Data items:
============

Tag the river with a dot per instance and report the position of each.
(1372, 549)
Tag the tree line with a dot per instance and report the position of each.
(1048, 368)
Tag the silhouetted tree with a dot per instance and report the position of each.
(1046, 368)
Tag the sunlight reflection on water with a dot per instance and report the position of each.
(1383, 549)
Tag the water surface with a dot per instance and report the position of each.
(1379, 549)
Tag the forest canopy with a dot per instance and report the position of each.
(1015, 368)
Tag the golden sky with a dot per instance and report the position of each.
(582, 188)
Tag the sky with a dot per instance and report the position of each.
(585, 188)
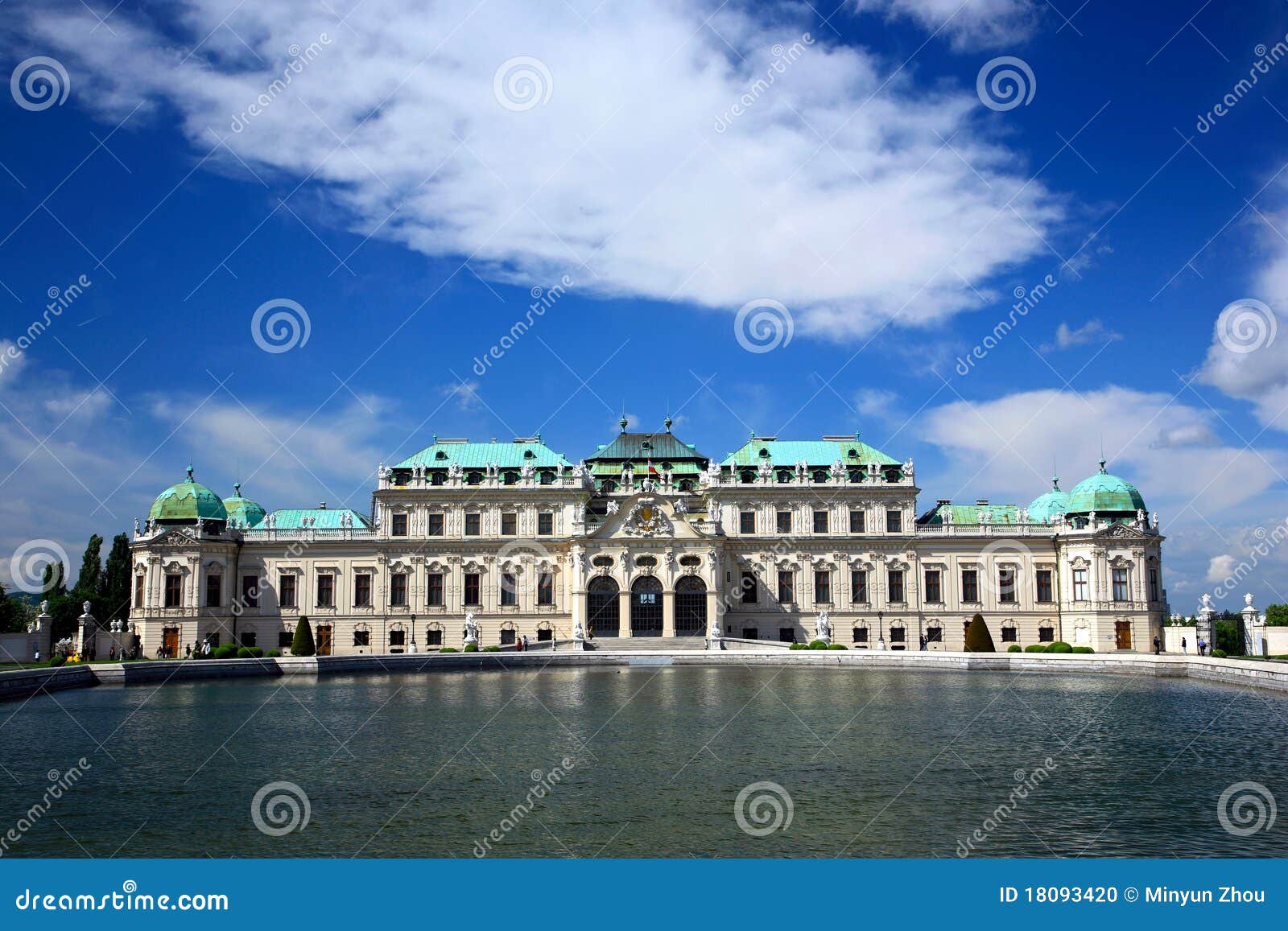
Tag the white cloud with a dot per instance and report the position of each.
(622, 167)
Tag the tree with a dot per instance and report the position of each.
(978, 639)
(303, 643)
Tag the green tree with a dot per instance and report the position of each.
(978, 639)
(303, 643)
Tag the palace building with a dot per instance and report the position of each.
(648, 538)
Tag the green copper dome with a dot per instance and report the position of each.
(242, 512)
(1051, 505)
(1105, 495)
(187, 501)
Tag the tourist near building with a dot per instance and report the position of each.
(648, 538)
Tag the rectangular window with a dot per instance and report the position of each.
(174, 591)
(1080, 585)
(435, 590)
(786, 594)
(824, 587)
(1120, 579)
(326, 590)
(1043, 585)
(287, 590)
(897, 585)
(860, 586)
(933, 591)
(1006, 585)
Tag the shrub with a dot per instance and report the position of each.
(978, 639)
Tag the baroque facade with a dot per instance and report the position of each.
(650, 538)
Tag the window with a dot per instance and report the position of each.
(250, 591)
(174, 590)
(326, 590)
(1043, 577)
(786, 594)
(1006, 585)
(1080, 585)
(1120, 579)
(822, 587)
(897, 585)
(285, 590)
(933, 589)
(860, 586)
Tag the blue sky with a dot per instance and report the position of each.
(423, 171)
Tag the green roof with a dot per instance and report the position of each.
(482, 455)
(187, 501)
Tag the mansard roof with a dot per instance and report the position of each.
(521, 452)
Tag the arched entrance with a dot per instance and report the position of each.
(647, 608)
(691, 607)
(603, 616)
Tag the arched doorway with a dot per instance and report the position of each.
(647, 608)
(691, 607)
(602, 609)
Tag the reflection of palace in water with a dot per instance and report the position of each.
(648, 538)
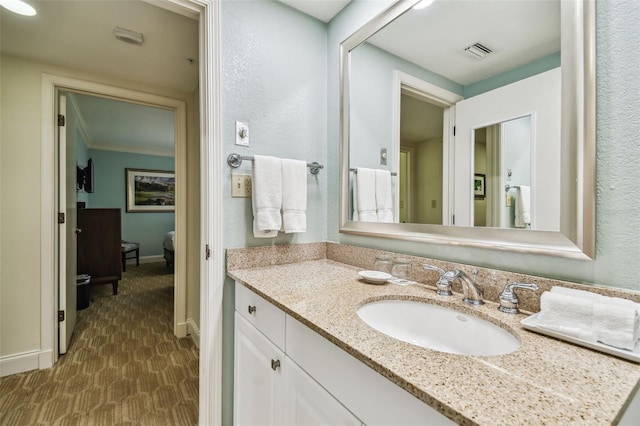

============

* _Task objective_
Your copy should match the entries exactly, minus the pictures.

* _Response below_
Tag the river with a dot per instance and report the position of each.
(1372, 549)
Tag the tree line with a dot per instance and report the position of each.
(1048, 368)
Tag the silhouetted tree with a dot per instance and report the position of each.
(1046, 368)
Tag the sunlight reflection on water with a dot per instance and report the position of each.
(1383, 549)
Tag the water surface with a dot per instance and report the position of each.
(1379, 549)
Tag the forest canopy with a dot per instance and report the position of each.
(1015, 368)
Tag the golden sky with a dot per instance and report the position of each.
(582, 188)
Tag the sky with a dot per instance and report the position of each.
(585, 188)
Tag the white cloud with a dot per instance and report the position of each.
(622, 167)
Tag the tree with a dot per instance and report the position of each.
(978, 639)
(303, 643)
Tag the green tree with a dot per instance and report the position of each.
(978, 639)
(303, 643)
Tag the palace building with a dot per instance and report the position of each.
(648, 538)
Tag the green copper dome with a dot per instance and report the position of each.
(242, 512)
(1051, 505)
(1105, 495)
(187, 501)
Tag the tourist near building with a dot per instance and report the position of each.
(648, 538)
Tag the rectangular window with a dot per instance and report the position of each.
(174, 591)
(1080, 585)
(435, 590)
(786, 594)
(824, 587)
(1120, 579)
(326, 590)
(1043, 585)
(287, 590)
(897, 585)
(860, 586)
(933, 591)
(1006, 585)
Tag the shrub with a dot per instance and report the position of each.
(978, 639)
Tag the baroque facade with a dot per instance and report the position of each.
(650, 538)
Tag the window with a dot per instance and report the position of each.
(250, 591)
(174, 590)
(326, 590)
(1043, 577)
(786, 594)
(1006, 585)
(1080, 585)
(1120, 579)
(822, 587)
(897, 585)
(285, 590)
(933, 589)
(860, 586)
Tag the blue sky with a dot per instance and report the position of each.
(423, 171)
Tag the green roof with a dot per instance and report the position of each.
(482, 455)
(187, 501)
Tag the mansard roof with a dot per instance and report the position of each.
(521, 452)
Tag the arched entrance with a dot per instance and report the position of each.
(647, 608)
(691, 607)
(603, 616)
Tag the arched doorway with a dot per instance and report the position of each.
(647, 608)
(691, 607)
(602, 609)
Tag the reflection of palace in water with a dot per instance and report the position of each.
(648, 538)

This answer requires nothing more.